+++ 本文抜粋 +++
海外エンタメ好きなライター・今 祥枝が、おすすめの最新映画をピックアップ! 今回は、憧れの映画業界が抱える闇に搾取される新人アシスタントの姿を通し、多くの組織の問題をあぶり出した社会派映画『アシスタント』をご紹介します。
『アシスタント』
©2019 Luminary Productions, LLC. All Rights Reserved.
被害者なのに、自分に非があると思い込ませる組織の構造とは
たとえば、あなたが新卒で、あるいは転職して、一から仕事に取り組むとする。朝イチで出社し、夜遅くまで書類整理やコピー、電話対応といった仕事に追われて、失望感と疲労感にさいなまれる。そもそも、上司の言動はハラスメントだし、男性上位の社風にもうんざりだ。
それでも、会社とは、人生とはこういうものだと言い聞かせ、自分を押し殺しながら目の前にある仕事をひたすらこなす日々。しかし、あるとき、ふと疑問に思う。一体、いつまで頑張れば、どこまで耐えれば、次の段階に進むことができるのだろうか。そもそも、こんな状況に耐える必要があるのだろうかと。
『アシスタント』は、名門大学を卒業し、映画プロデューサーという夢を抱いて、有名エンターテインメント企業に就職したジェーンの物語。華やかなイメージとは裏腹に、苦行のような日々が淡々と映し出される。彼女を振り回し、尊厳を傷つける上司のプロデューサーや男性社員たちの彼女への振る舞いは、明らかに不快だしハラスメントに当たるだろう。しかし、「これぐらいのことは我慢しなくては」と思ってしまうジェーンに、同情と共感を覚える人も多いのではないだろうか。
+++ 記録 +++
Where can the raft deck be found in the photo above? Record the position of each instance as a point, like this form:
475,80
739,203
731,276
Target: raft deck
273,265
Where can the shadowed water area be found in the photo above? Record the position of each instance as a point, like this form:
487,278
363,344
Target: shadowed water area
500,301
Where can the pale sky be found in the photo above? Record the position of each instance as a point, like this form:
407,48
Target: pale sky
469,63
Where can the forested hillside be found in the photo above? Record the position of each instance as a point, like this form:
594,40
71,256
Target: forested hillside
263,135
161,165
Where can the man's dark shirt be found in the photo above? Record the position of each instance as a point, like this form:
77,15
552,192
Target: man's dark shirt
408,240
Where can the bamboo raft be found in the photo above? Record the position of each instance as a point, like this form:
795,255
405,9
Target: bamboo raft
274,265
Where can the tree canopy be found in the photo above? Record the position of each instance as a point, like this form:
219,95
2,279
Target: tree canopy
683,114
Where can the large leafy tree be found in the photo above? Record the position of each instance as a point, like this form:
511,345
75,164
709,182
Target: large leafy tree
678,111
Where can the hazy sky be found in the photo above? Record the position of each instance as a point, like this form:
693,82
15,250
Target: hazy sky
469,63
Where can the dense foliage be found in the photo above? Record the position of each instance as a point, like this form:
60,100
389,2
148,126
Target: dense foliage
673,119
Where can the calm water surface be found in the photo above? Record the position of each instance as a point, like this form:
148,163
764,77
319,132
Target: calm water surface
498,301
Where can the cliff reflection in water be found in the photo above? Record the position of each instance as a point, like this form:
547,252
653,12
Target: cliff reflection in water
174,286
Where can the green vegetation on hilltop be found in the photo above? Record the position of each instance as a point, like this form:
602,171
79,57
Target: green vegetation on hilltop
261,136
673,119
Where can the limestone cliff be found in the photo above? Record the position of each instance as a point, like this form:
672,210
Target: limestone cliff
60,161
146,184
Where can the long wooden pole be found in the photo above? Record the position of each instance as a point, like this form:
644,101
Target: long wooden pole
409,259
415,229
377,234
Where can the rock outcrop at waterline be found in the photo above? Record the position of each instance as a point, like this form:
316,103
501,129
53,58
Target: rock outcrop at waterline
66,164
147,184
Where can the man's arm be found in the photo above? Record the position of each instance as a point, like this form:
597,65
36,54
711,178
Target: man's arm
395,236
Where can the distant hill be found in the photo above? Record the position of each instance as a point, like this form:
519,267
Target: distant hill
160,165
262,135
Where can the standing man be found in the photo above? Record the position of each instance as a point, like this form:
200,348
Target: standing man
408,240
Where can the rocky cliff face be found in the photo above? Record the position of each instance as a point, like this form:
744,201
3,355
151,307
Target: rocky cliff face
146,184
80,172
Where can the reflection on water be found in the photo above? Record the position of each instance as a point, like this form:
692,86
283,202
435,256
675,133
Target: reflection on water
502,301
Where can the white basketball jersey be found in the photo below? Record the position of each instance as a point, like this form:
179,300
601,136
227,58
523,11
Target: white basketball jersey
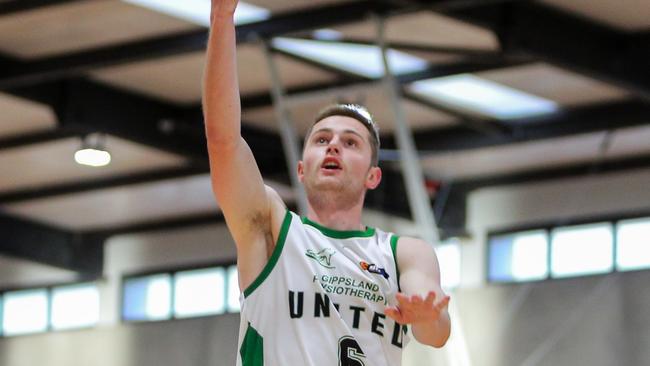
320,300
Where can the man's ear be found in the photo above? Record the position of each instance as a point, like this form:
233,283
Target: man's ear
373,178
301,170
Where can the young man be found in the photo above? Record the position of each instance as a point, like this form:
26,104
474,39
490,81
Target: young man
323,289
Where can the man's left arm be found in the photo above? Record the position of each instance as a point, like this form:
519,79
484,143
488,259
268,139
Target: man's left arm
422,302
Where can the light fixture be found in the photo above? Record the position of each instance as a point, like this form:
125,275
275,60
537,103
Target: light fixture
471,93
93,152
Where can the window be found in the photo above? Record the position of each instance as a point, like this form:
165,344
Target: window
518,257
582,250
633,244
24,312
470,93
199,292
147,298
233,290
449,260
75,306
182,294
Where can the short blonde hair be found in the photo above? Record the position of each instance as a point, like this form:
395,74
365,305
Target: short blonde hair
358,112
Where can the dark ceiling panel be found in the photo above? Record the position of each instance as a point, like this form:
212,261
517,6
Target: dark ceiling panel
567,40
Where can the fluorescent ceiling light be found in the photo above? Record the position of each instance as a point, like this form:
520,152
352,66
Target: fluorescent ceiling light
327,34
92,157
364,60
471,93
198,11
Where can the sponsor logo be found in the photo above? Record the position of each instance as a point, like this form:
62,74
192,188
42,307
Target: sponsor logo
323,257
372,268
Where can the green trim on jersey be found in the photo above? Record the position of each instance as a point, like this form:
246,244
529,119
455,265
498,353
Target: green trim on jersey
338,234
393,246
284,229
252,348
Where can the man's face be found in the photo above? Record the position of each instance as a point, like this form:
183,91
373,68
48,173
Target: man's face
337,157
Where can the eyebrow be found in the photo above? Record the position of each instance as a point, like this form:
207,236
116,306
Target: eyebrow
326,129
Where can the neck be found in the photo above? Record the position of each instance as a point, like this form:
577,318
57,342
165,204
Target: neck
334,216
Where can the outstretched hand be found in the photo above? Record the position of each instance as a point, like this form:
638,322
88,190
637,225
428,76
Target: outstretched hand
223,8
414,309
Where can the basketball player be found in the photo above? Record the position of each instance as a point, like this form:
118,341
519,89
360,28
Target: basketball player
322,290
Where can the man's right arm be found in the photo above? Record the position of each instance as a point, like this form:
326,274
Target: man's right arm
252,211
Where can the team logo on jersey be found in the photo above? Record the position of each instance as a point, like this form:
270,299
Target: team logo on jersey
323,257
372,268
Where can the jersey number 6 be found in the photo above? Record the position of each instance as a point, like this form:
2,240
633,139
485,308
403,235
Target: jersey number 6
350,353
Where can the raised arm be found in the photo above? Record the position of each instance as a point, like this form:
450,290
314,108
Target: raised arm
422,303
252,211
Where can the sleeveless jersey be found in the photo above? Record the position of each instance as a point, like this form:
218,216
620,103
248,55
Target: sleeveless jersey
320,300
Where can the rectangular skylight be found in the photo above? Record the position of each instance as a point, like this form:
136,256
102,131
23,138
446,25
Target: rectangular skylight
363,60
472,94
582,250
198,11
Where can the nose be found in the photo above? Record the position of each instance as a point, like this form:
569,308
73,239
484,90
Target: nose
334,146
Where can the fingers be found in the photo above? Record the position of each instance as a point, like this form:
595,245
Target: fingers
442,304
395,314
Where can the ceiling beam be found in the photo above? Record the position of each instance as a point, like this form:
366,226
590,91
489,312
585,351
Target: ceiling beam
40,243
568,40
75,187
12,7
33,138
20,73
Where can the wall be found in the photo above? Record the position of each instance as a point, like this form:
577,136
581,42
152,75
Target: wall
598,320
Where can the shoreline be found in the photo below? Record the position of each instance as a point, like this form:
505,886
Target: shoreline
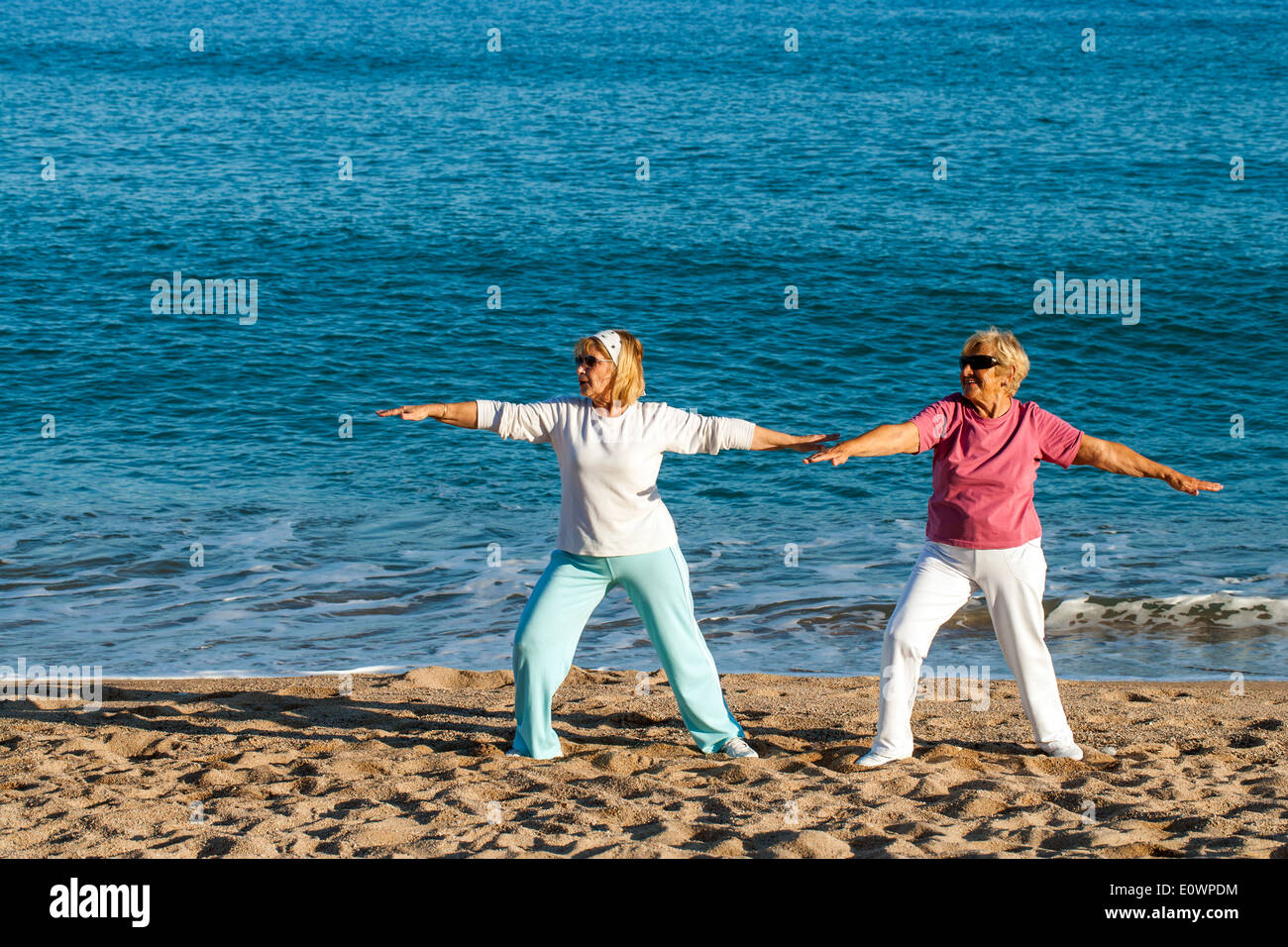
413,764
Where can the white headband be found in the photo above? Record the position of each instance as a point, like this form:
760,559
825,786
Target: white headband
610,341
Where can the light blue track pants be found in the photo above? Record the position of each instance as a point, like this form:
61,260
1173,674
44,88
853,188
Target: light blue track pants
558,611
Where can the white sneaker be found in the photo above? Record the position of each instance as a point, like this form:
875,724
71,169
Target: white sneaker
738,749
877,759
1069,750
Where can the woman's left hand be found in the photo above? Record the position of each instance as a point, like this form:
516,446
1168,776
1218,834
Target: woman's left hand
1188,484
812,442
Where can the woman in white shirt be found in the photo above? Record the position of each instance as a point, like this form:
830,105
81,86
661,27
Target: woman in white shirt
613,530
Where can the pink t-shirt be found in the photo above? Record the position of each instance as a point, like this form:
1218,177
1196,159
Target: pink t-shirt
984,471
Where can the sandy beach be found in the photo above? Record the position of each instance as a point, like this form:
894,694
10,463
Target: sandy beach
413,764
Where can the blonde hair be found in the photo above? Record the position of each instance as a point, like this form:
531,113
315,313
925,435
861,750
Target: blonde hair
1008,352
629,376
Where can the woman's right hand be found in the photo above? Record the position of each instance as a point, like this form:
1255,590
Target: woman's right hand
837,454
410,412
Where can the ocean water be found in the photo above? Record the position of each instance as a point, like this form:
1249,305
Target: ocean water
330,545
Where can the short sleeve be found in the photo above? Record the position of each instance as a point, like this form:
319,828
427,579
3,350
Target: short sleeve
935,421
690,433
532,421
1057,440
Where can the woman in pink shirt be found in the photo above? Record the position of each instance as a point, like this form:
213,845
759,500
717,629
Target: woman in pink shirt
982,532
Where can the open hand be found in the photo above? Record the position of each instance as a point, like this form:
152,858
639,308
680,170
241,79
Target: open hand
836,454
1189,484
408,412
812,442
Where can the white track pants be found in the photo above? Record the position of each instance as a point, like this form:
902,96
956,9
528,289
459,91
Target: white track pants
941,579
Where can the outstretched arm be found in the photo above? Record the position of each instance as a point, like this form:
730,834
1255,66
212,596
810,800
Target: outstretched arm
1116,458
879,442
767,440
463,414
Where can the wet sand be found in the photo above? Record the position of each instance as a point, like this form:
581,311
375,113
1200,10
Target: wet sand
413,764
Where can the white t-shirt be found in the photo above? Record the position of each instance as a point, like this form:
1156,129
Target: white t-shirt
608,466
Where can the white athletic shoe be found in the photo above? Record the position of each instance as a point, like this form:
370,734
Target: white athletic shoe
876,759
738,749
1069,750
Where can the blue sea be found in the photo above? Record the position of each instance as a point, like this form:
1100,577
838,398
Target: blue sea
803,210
+++
作業内容: 本文抜粋によると、ジェーンはどのような夢を抱いて有名エンターテインメント企業に就職しましたか。 記録はこの作業には一切関係しません。

期待される出力: 映画プロデューサーになるという夢です。